-- Opdracht 1 --
Bewerk het fragment: schrijf het gedeelte vanaf "Belangrijker vind ik" tot en met "ander, uitgebreider verhaal." over en zet daarin "parlement" in plaats van "wetgever".

------ Te lezen fragment

Verwer schrijft vanuit verontwaardiging over de kwaliteit van het publieke debat in Nederland. En dan vooral zoals dat zich manifesteert in de ‘blogosphere’. Hij schuwt daarbij stellige, naar mijn smaak soms wat al te generaliserende, uitspraken niet. De reacties op Sargasso naar aanleiding van de moord op de Charlie Hebdo redactie waren in mijn herinnering toch wel wat genuanceerder dan “een drama waar moslims op worden aangekeken.”
Belangrijker vind ik het onderscheid tussen de wijze waarop mensen elkaar de maat nemen in het publieke debat en de juridische grenzen van de uitingsvrijheid. Mensen veroordelen elkaar. Veel te snel en op ondoordachte gronden. Maar de samenleving heeft bij monde van de wetgever grenzen gesteld die door de rechter moeten worden toegepast. Kritiek op intolerante en zelfgenoegzame mensen die het basisprincipe van de vrijheid van meningsuiting in het openbaar debat geweld aandoen is één. Begrip voor de grondslagen van het recht vraagt om een ander, uitgebreider verhaal.
Aan de juridische kant van het verhaal is Verwer nauwelijks toegekomen. Dat is begrijpelijk in een essay van 95 pagina’s, maar ik kwam helaas toch wel wat slordigheden tegen. Wilders is niet aangeklaagd voor overtreding van een grondwetsartikel (p. 57). In artikel 1 is de overheid gehouden aan gelijke behandeling. Dat slaat op wetgeving en bestuur. Wilders heeft vanwege zijn uitspraak over ‘minder Marokkanen’ te maken met artikel 137 van de strafwet dat gaat over belediging en aanzetten tot haat en discriminatie van mensen enkel op grond van het feit dat ze tot een bepaalde groep behoren. Dat artikel is er ook niet gekomen om die mensen te vrijwaren van “elke vorm van haat en kritiek”, zoals Verwer op p. 16 schrijft. Het is een uitvloeisel van het internationale verdrag tegen racisme waaraan Nederland zich in VN-verband heeft verplicht. Het moet haat uitbannen, dat klopt. Maar racisme gaat wel een stukje verder dan kritiek.

------------
------ Verstrekte gegevens

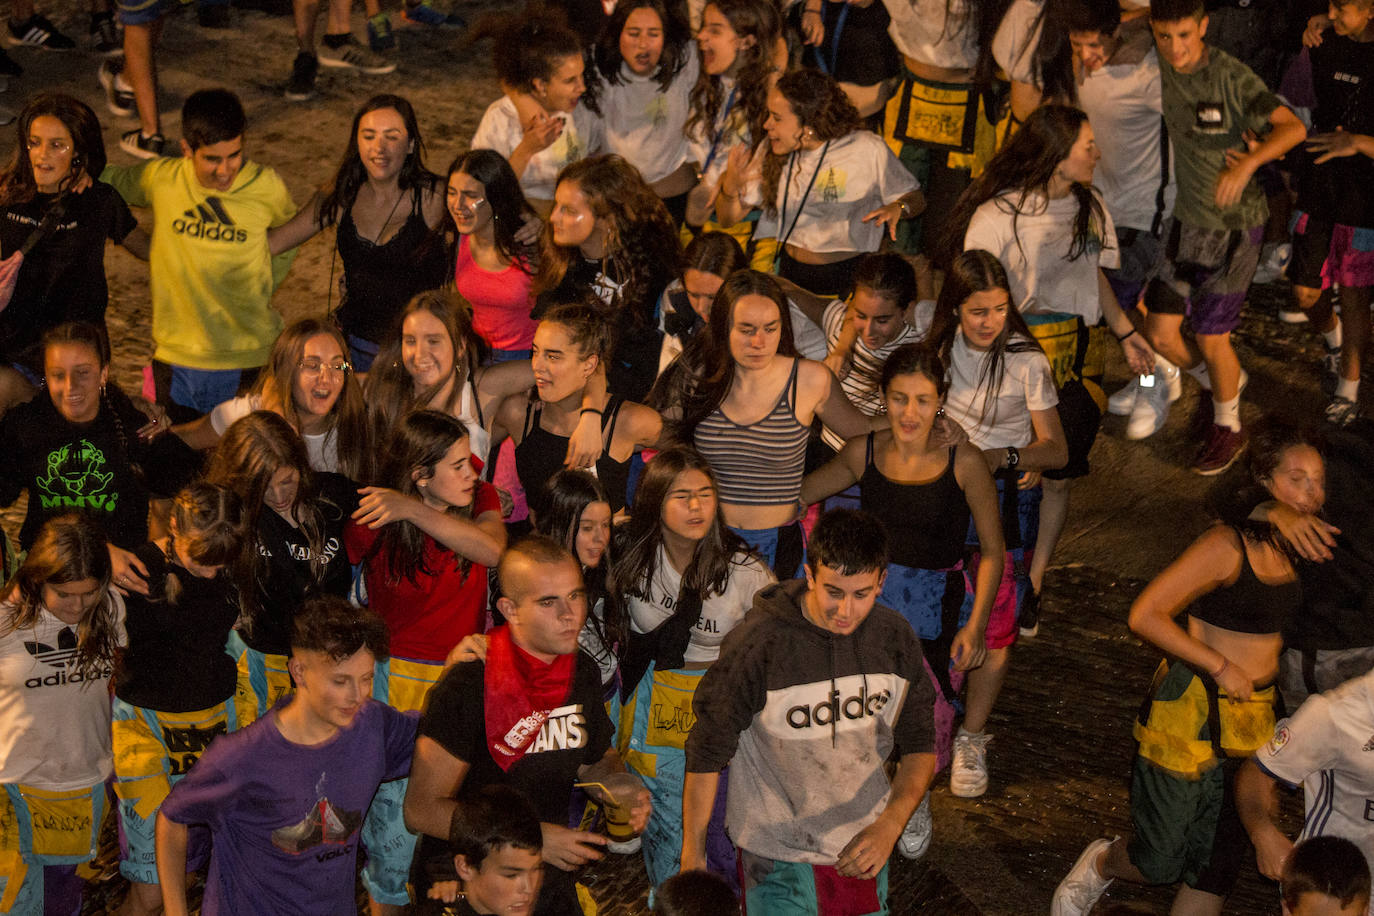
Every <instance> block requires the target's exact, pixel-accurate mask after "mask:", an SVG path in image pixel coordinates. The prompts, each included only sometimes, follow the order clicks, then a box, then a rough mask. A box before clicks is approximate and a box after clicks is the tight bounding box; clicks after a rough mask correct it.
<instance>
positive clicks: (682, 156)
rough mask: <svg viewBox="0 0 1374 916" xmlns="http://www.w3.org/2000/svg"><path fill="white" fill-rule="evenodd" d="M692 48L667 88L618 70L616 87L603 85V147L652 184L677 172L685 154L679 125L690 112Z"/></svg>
mask: <svg viewBox="0 0 1374 916" xmlns="http://www.w3.org/2000/svg"><path fill="white" fill-rule="evenodd" d="M698 67H699V65H698V62H697V48H695V45H692V47H688V48H687V62H686V63H684V65H683V69H682V70H679V71H677V76H676V77H675V78H673V81H672V82H669V84H668V88H666V89H662V88H661V87H660V85H658V80H655V78H654V77H653V74H650V76H647V77H636V76H635V74H633V73H631V70H629V67H628V66H625V65H621V67H620V82H617V84H609V82H603V84H602V92H600V110H602V113H603V115H605V118H603V124H605V130H606V148H607V150H609V151H611V152H616V154H620V155H621V157H624V158H625V161H627V162H629V163H631V165H632V166H635V168H636V169H639V174H640V176H643V179H644V181H647V183H649V184H653V183H654V181H658V180H660V179H666V177H668V176H669V174H672V173H673V172H676V170H677V169H679V168H680V166H682V163H683V162H687V158H688V155H690V144H688V143H687V135H686V133H684V132H683V126H684V125H686V124H687V117H688V115H690V113H691V102H690V99H688V96H690V95H691V88H692V85H695V82H697V71H698Z"/></svg>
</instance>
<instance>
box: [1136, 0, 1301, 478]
mask: <svg viewBox="0 0 1374 916" xmlns="http://www.w3.org/2000/svg"><path fill="white" fill-rule="evenodd" d="M1150 27H1151V30H1153V32H1154V41H1156V47H1157V48H1158V54H1160V82H1161V88H1162V98H1164V121H1165V125H1167V128H1168V130H1169V139H1171V140H1172V143H1173V152H1175V174H1176V177H1178V184H1179V192H1178V199H1176V201H1175V205H1173V216H1172V217H1171V218H1169V221H1168V222H1165V225H1164V231H1162V239H1164V250H1162V253H1161V258H1160V265H1158V273H1157V276H1156V277H1154V279H1153V280H1151V282H1150V284H1149V286H1147V287H1146V293H1145V305H1146V309H1147V312H1149V316H1147V317H1146V336H1147V338H1149V341H1150V345H1151V346H1153V347H1154V350H1156V352H1157V353H1160V354H1162V356H1164V357H1165V358H1167V360H1169V361H1171V363H1173V364H1175V365H1179V367H1183V368H1186V369H1187V372H1189V374H1190V375H1193V378H1195V379H1197V380H1198V383H1200V385H1201V386H1202V401H1201V404H1200V407H1198V413H1197V416H1198V423H1197V424H1198V426H1200V427H1201V428H1202V430H1205V441H1204V444H1202V449H1201V450H1200V452H1198V456H1197V459H1195V460H1194V463H1193V470H1194V471H1197V472H1198V474H1205V475H1212V474H1220V472H1221V471H1224V470H1226V468H1228V467H1231V464H1232V463H1234V461H1235V459H1237V457H1238V456H1239V455H1241V450H1242V449H1243V448H1245V441H1246V439H1245V433H1243V431H1242V430H1241V389H1243V387H1245V382H1246V375H1245V371H1243V369H1242V368H1241V361H1239V360H1238V358H1237V356H1235V349H1234V347H1232V346H1231V331H1234V330H1235V328H1237V327H1238V325H1239V323H1241V306H1242V305H1243V304H1245V295H1246V293H1248V291H1249V288H1250V280H1252V277H1253V276H1254V268H1256V265H1257V264H1259V257H1260V242H1261V240H1263V236H1264V222H1265V218H1267V214H1268V206H1267V205H1265V201H1264V194H1263V192H1261V191H1260V187H1259V184H1257V183H1256V181H1253V177H1254V172H1256V170H1257V169H1259V168H1260V166H1261V165H1264V163H1265V162H1272V161H1274V159H1278V158H1279V157H1282V155H1283V154H1285V152H1287V151H1289V150H1292V148H1293V147H1296V146H1297V144H1298V143H1301V141H1303V137H1305V136H1307V129H1305V128H1304V126H1303V124H1301V122H1300V121H1298V119H1297V117H1296V115H1294V114H1293V113H1292V111H1290V110H1289V108H1286V107H1283V104H1281V103H1279V99H1278V96H1275V95H1274V93H1272V92H1270V89H1268V88H1267V87H1265V85H1264V82H1261V81H1260V78H1259V77H1257V76H1254V73H1252V71H1250V69H1249V67H1246V66H1245V65H1243V63H1241V62H1239V60H1237V59H1235V58H1232V56H1231V55H1228V54H1226V52H1224V51H1219V49H1216V48H1209V47H1208V45H1206V41H1205V40H1204V37H1205V36H1206V27H1208V16H1206V14H1205V12H1204V10H1202V0H1156V1H1154V3H1151V5H1150ZM1184 317H1187V319H1189V323H1190V324H1191V327H1193V332H1194V335H1195V336H1197V346H1198V349H1200V350H1201V358H1198V356H1195V354H1194V353H1193V350H1190V349H1189V346H1187V345H1186V343H1184V342H1183V334H1182V328H1183V319H1184Z"/></svg>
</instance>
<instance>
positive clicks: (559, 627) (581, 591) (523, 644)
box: [405, 536, 650, 916]
mask: <svg viewBox="0 0 1374 916" xmlns="http://www.w3.org/2000/svg"><path fill="white" fill-rule="evenodd" d="M496 574H497V577H499V580H500V585H502V593H503V597H499V599H497V602H496V604H497V607H499V608H500V611H502V614H503V615H504V617H506V621H507V623H506V625H504V626H497V628H496V629H493V630H492V632H491V633H488V640H486V658H485V661H469V662H460V663H458V665H455V666H453V667H451V669H449V670H448V673H447V674H444V677H442V678H441V680H440V681H438V684H436V685H434V688H433V691H430V696H429V707H427V709H426V711H425V715H423V718H422V720H420V728H419V735H420V736H419V740H418V742H416V744H415V768H414V769H412V770H411V784H409V787H408V788H407V790H405V825H407V827H408V828H411V829H412V831H415V832H419V834H423V836H422V838H420V843H419V849H418V850H416V871H419V872H429V865H430V862H431V861H433V860H436V858H438V860H441V861H442V860H444V858H447V857H445V856H444V854H442V845H441V843H436V842H434V839H436V838H438V839H447V838H448V835H449V824H451V823H452V818H453V812H455V810H458V809H460V808H463V806H464V805H467V803H469V801H470V799H471V798H473V797H474V795H477V794H478V792H480V791H481V790H482V788H485V787H486V786H492V784H500V786H508V787H511V788H514V790H517V791H519V792H521V794H522V795H525V797H526V798H528V799H530V802H533V805H534V809H536V812H537V813H539V820H540V821H541V824H540V827H541V831H543V835H544V846H543V851H541V856H543V858H544V862H545V864H548V865H551V867H552V868H548V869H545V873H544V883H543V887H541V890H540V894H539V904H537V906H536V909H534V912H536V913H539V915H540V916H573V915H578V913H581V908H580V906H578V904H577V890H576V884H574V880H573V871H574V869H576V868H578V867H580V865H584V864H585V862H589V861H594V860H598V858H600V857H602V853H600V849H602V847H603V846H605V845H606V836H603V835H600V834H592V832H588V831H581V829H570V828H569V827H567V812H569V805H570V802H572V794H573V783H596V781H600V780H603V779H605V777H606V776H610V775H611V773H622V772H624V770H625V768H624V765H622V764H621V761H620V755H618V754H617V753H616V748H614V747H613V746H611V724H610V718H609V717H607V715H606V706H605V703H603V702H602V685H600V670H599V669H598V666H596V662H595V661H594V659H592V658H591V656H589V655H587V654H585V652H581V651H578V648H577V634H578V633H580V632H581V629H583V622H584V621H585V619H587V591H585V588H584V586H583V573H581V567H580V566H578V563H577V560H576V559H574V558H573V556H572V553H569V552H567V551H566V549H563V548H562V547H561V545H559V544H558V542H556V541H552V540H550V538H547V537H537V536H536V537H528V538H525V540H522V541H517V542H515V544H514V545H511V547H510V549H507V551H506V553H504V555H502V562H500V564H499V567H497V571H496ZM591 794H592V795H594V797H596V798H598V799H602V792H600V790H598V788H592V790H591ZM649 812H650V802H649V790H643V788H642V790H640V792H639V798H638V799H636V803H635V806H633V809H632V812H631V817H629V823H631V827H632V828H633V829H635V831H640V829H643V827H644V824H646V823H647V821H649ZM436 851H438V856H436ZM433 876H434V875H431V873H422V875H419V876H418V880H416V895H418V897H420V898H423V897H425V895H426V893H427V887H426V886H425V884H426V879H427V878H433Z"/></svg>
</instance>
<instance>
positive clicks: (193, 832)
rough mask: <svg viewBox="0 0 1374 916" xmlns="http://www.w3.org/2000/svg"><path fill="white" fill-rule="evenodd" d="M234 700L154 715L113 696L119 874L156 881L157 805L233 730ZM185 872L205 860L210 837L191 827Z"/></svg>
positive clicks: (187, 850) (157, 871)
mask: <svg viewBox="0 0 1374 916" xmlns="http://www.w3.org/2000/svg"><path fill="white" fill-rule="evenodd" d="M238 726H239V720H238V713H236V711H235V705H234V698H232V696H231V698H229V699H227V700H225V702H223V703H218V705H216V706H212V707H210V709H205V710H198V711H194V713H159V711H157V710H151V709H144V707H142V706H133V705H131V703H125V702H124V700H121V699H120V698H118V696H117V698H114V724H113V736H114V780H115V781H114V794H115V795H117V797H118V799H120V802H118V805H120V806H118V810H120V873H121V875H124V876H125V878H128V879H129V880H131V882H142V883H144V884H157V883H158V854H157V821H158V817H157V814H158V809H161V808H162V801H164V799H165V798H166V797H168V792H170V791H172V787H173V786H176V784H177V783H179V781H180V780H181V777H183V776H185V775H187V772H188V770H190V769H191V766H192V765H194V764H195V762H196V761H198V759H199V758H201V754H203V753H205V748H206V747H209V746H210V742H212V740H214V739H216V737H217V736H220V735H228V733H229V732H234V731H238ZM190 842H191V845H190V847H188V849H187V860H185V861H187V871H196V869H199V868H203V867H205V864H206V862H207V861H209V858H210V835H209V831H206V829H205V828H201V827H192V828H191V836H190Z"/></svg>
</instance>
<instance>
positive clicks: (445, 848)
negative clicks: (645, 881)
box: [418, 651, 611, 916]
mask: <svg viewBox="0 0 1374 916" xmlns="http://www.w3.org/2000/svg"><path fill="white" fill-rule="evenodd" d="M485 670H486V667H485V665H482V662H464V663H462V665H455V666H453V667H451V669H449V670H448V672H447V673H445V674H444V677H441V678H440V681H438V684H436V685H434V688H433V689H431V691H430V695H429V700H427V705H426V709H425V715H423V717H422V718H420V725H419V733H420V735H423V736H426V737H429V739H431V740H434V742H436V743H438V746H440V747H442V748H444V750H447V751H448V753H449V754H452V755H453V757H456V758H458V759H460V761H463V762H466V764H467V765H469V770H467V775H466V776H464V777H463V784H462V787H459V790H458V798H459V799H460V801H462V799H463V798H470V797H473V795H475V794H477V792H480V791H481V790H482V788H484V787H485V786H492V784H500V786H508V787H511V788H514V790H517V791H518V792H521V794H522V795H525V797H526V798H528V799H529V801H530V803H533V805H534V812H536V813H537V814H539V820H540V821H544V823H550V824H561V825H566V824H567V809H569V805H570V802H572V797H573V783H576V781H577V770H578V769H580V768H581V766H584V765H588V764H595V762H598V761H599V759H600V758H602V757H605V755H606V751H607V750H609V748H610V742H611V724H610V717H607V715H606V706H605V703H603V700H602V685H600V673H599V669H598V667H596V662H595V661H594V659H592V658H591V656H589V655H587V654H585V652H581V651H578V652H577V667H576V673H574V676H573V688H572V692H570V695H569V698H567V700H566V702H565V703H563V705H562V706H559V707H558V709H555V710H552V714H551V715H550V717H548V721H545V722H544V726H543V729H540V733H539V737H536V739H534V744H533V746H532V747H530V750H529V751H526V753H525V755H523V757H521V758H519V759H518V761H517V762H515V764H514V765H513V766H511V768H510V769H508V770H503V769H502V768H500V766H497V765H496V761H493V759H492V754H491V750H488V747H486V725H485V715H484V703H482V698H484V689H482V677H484V673H485ZM447 854H448V843H445V842H442V840H438V839H434V838H433V836H422V838H420V847H419V850H418V856H420V858H422V861H429V860H431V858H436V857H440V858H441V857H444V856H447ZM534 913H536V916H563V915H567V916H576V915H580V913H581V909H578V908H577V895H576V893H574V890H573V873H572V872H563V871H561V869H558V868H554V867H552V865H548V867H545V868H544V884H543V887H541V889H540V894H539V906H537V908H536V909H534Z"/></svg>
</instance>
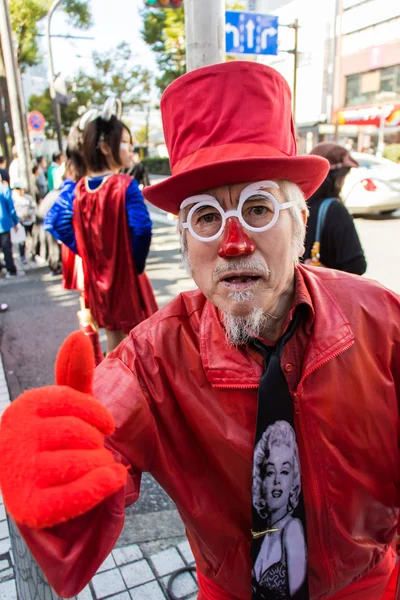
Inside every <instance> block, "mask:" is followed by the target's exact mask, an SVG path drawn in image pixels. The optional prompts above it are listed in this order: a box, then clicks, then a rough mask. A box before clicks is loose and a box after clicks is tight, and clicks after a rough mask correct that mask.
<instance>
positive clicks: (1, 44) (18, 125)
mask: <svg viewBox="0 0 400 600" xmlns="http://www.w3.org/2000/svg"><path fill="white" fill-rule="evenodd" d="M0 38H1V47H2V50H3V59H4V67H5V72H6V78H7V87H8V94H9V98H10V107H11V119H12V123H13V129H14V137H15V145H16V146H17V151H18V160H19V163H20V166H21V167H20V171H21V173H23V174H24V176H25V179H26V181H27V182H28V186H29V188H30V182H31V173H32V169H31V160H30V149H29V140H28V137H27V128H26V123H25V119H26V115H25V111H24V101H23V98H21V97H20V93H21V89H22V87H21V83H20V82H19V85H18V78H20V77H21V76H20V72H19V68H18V65H17V60H16V57H15V52H14V46H13V42H12V37H11V24H10V17H9V13H8V5H7V0H0Z"/></svg>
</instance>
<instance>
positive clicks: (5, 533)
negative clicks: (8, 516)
mask: <svg viewBox="0 0 400 600" xmlns="http://www.w3.org/2000/svg"><path fill="white" fill-rule="evenodd" d="M8 537H10V532H9V531H8V523H7V521H0V540H4V539H6V538H8Z"/></svg>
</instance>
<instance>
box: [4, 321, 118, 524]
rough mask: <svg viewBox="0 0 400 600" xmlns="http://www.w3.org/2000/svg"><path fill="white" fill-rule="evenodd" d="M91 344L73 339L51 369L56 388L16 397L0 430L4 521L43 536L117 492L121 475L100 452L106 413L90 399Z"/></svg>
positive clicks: (91, 347)
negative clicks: (21, 526) (43, 529)
mask: <svg viewBox="0 0 400 600" xmlns="http://www.w3.org/2000/svg"><path fill="white" fill-rule="evenodd" d="M93 372H94V357H93V350H92V346H91V343H90V341H89V340H88V338H87V337H86V336H85V335H84V334H82V333H79V332H77V333H73V334H71V335H70V336H69V337H68V338H67V340H66V341H65V342H64V344H63V346H62V348H61V350H60V353H59V356H58V358H57V363H56V383H57V385H55V386H49V387H45V388H39V389H37V390H30V391H28V392H25V393H24V394H22V395H21V396H20V397H19V398H18V399H17V400H15V401H14V402H13V403H12V404H11V405H10V406H9V407H8V408H7V409H6V411H5V412H4V415H3V418H2V420H1V428H0V483H1V491H2V493H3V497H4V502H5V505H6V507H7V510H8V512H9V513H10V515H11V516H12V517H13V518H14V519H15V521H16V522H17V523H19V524H23V525H27V526H28V527H33V528H44V527H50V526H52V525H56V524H58V523H62V522H64V521H67V520H69V519H72V518H74V517H77V516H79V515H81V514H83V513H85V512H87V511H88V510H90V509H91V508H93V507H94V506H96V505H97V504H99V503H100V502H102V501H103V500H104V499H105V498H107V497H108V496H110V495H111V494H113V493H114V492H116V491H117V490H119V489H120V488H121V487H122V486H123V485H124V484H125V482H126V478H127V470H126V467H124V466H123V465H121V464H118V463H116V462H115V460H114V457H113V456H112V454H111V452H109V451H108V450H106V449H105V448H104V436H105V435H110V434H111V433H112V432H113V431H114V422H113V418H112V415H111V413H110V412H109V411H108V410H107V409H106V408H105V407H104V406H102V405H101V404H100V402H98V401H97V400H96V399H95V398H94V397H93V396H92V394H91V391H92V380H93Z"/></svg>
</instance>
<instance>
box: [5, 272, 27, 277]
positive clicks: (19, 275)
mask: <svg viewBox="0 0 400 600" xmlns="http://www.w3.org/2000/svg"><path fill="white" fill-rule="evenodd" d="M25 274H26V273H25V271H17V272H16V273H7V274H6V277H5V278H6V279H15V278H16V277H24V275H25Z"/></svg>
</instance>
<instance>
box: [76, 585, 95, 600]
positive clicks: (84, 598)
mask: <svg viewBox="0 0 400 600" xmlns="http://www.w3.org/2000/svg"><path fill="white" fill-rule="evenodd" d="M77 600H93V594H92V590H91V589H90V587H89V586H88V585H87V586H86V587H85V588H83V590H82V591H81V593H80V594H78V596H77Z"/></svg>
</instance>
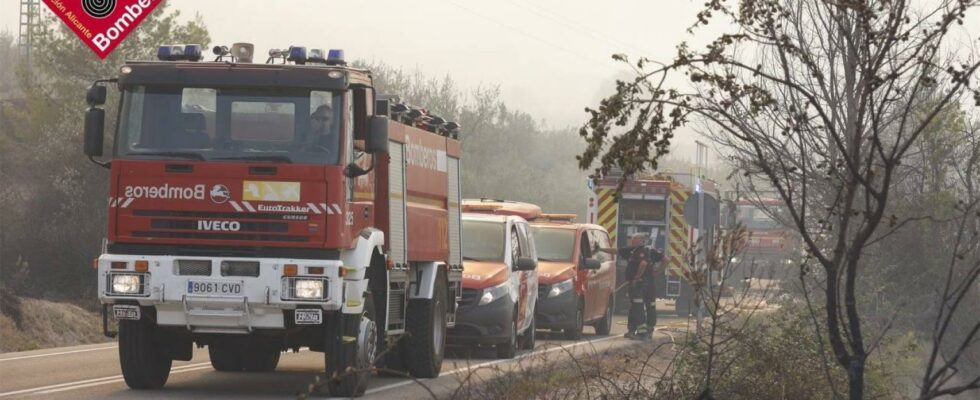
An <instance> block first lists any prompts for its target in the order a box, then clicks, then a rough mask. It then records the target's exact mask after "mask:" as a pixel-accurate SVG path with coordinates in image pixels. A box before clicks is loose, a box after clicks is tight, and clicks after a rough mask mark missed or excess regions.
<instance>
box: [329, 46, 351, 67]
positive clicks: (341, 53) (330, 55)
mask: <svg viewBox="0 0 980 400" xmlns="http://www.w3.org/2000/svg"><path fill="white" fill-rule="evenodd" d="M327 65H347V62H346V61H344V51H343V50H341V49H330V53H328V54H327Z"/></svg>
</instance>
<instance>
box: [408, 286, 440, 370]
mask: <svg viewBox="0 0 980 400" xmlns="http://www.w3.org/2000/svg"><path fill="white" fill-rule="evenodd" d="M448 291H449V289H448V288H447V287H446V272H445V271H444V270H442V269H440V270H439V273H438V274H437V275H436V287H435V288H433V291H432V298H431V299H416V300H410V301H409V302H408V313H406V316H405V325H406V326H405V328H407V329H406V330H407V331H408V337H407V338H405V339H404V341H405V343H403V345H405V349H404V351H405V352H404V353H402V354H403V355H404V356H405V358H404V360H403V361H404V362H405V363H406V364H407V365H406V367H408V372H409V373H411V374H412V376H414V377H416V378H435V377H437V376H439V371H440V370H442V357H443V354H444V353H445V350H446V293H447V292H448Z"/></svg>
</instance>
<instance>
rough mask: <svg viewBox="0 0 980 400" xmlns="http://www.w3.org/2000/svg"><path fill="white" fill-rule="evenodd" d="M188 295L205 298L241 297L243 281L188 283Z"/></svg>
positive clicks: (189, 280) (188, 281)
mask: <svg viewBox="0 0 980 400" xmlns="http://www.w3.org/2000/svg"><path fill="white" fill-rule="evenodd" d="M187 294H193V295H205V296H240V295H241V294H242V282H241V281H197V280H188V281H187Z"/></svg>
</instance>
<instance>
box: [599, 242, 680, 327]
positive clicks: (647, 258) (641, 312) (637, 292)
mask: <svg viewBox="0 0 980 400" xmlns="http://www.w3.org/2000/svg"><path fill="white" fill-rule="evenodd" d="M646 242H647V236H646V235H645V234H643V233H637V234H634V235H633V236H631V237H630V239H629V242H628V243H629V246H628V247H625V248H622V249H618V250H617V249H602V248H597V249H596V250H598V251H604V252H607V253H612V252H616V253H618V254H619V256H620V257H623V258H625V259H626V260H627V264H626V279H629V281H628V282H627V285H629V299H630V309H629V316H628V317H627V320H626V328H627V332H626V335H625V336H626V337H627V338H630V339H636V340H650V337H651V336H652V335H653V328H654V327H655V326H656V325H657V298H656V295H655V293H654V290H653V289H654V282H655V276H656V274H655V272H656V271H655V270H656V264H657V263H658V262H659V261H660V260H661V259H662V258H663V257H661V256H660V253H659V252H658V251H657V250H655V249H654V250H648V249H647V248H646V246H645V244H646Z"/></svg>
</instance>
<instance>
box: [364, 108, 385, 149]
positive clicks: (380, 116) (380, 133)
mask: <svg viewBox="0 0 980 400" xmlns="http://www.w3.org/2000/svg"><path fill="white" fill-rule="evenodd" d="M370 123H371V125H370V126H371V128H370V129H369V131H368V135H367V138H365V141H364V151H365V152H367V153H370V154H388V117H385V116H382V115H372V116H371V120H370Z"/></svg>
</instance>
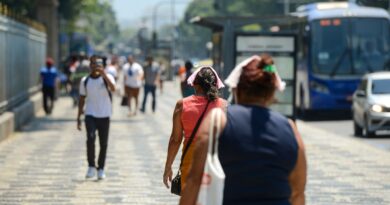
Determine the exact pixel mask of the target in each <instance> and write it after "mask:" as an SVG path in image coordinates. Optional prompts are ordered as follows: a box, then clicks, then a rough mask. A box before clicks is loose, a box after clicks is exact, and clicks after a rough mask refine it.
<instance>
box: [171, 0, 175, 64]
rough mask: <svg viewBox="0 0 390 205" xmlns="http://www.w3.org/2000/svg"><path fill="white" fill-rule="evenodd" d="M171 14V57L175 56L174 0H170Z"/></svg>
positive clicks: (174, 25) (172, 57) (174, 12)
mask: <svg viewBox="0 0 390 205" xmlns="http://www.w3.org/2000/svg"><path fill="white" fill-rule="evenodd" d="M171 14H172V29H173V30H172V48H171V49H172V59H174V57H175V47H176V45H175V0H171Z"/></svg>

------------

-- Opdracht 2 --
Filter de gegevens en neem elke regel over waarin de tekenreeks "pixels" voorkomt.

-- Antwoordruimte 1 --
Belangrijker vind ik het onderscheid tussen de wijze waarop mensen elkaar de maat nemen in het publieke debat en de juridische grenzen van de uitingsvrijheid. Mensen veroordelen elkaar. Veel te snel en op ondoordachte gronden. Maar de samenleving heeft bij monde van de parlement grenzen gesteld die door de rechter moeten worden toegepast. Kritiek op intolerante en zelfgenoegzame mensen die het basisprincipe van de vrijheid van meningsuiting in het openbaar debat geweld aandoen is één. Begrip voor de grondslagen van het recht vraagt om een ander, uitgebreider verhaal.

-- Antwoordruimte 2 --
Inside every <instance> block, "mask:" is followed by the target's exact mask, an SVG path drawn in image pixels. The optional prompts above it are listed in this order: a box, then clicks, then a rough mask. A box before clicks is loose and a box after clicks is tight, and clicks after a rough mask correct that mask.
An <instance> block first lists any prompts for its target in the order a box, then clicks, then a rough mask. It then records the target's exact mask after "mask:" as a pixel-accurate SVG path with coordinates in image pixels. A box before clicks is loose, a box after clicks is tight, and clicks after a rough mask mark missed or excess regions.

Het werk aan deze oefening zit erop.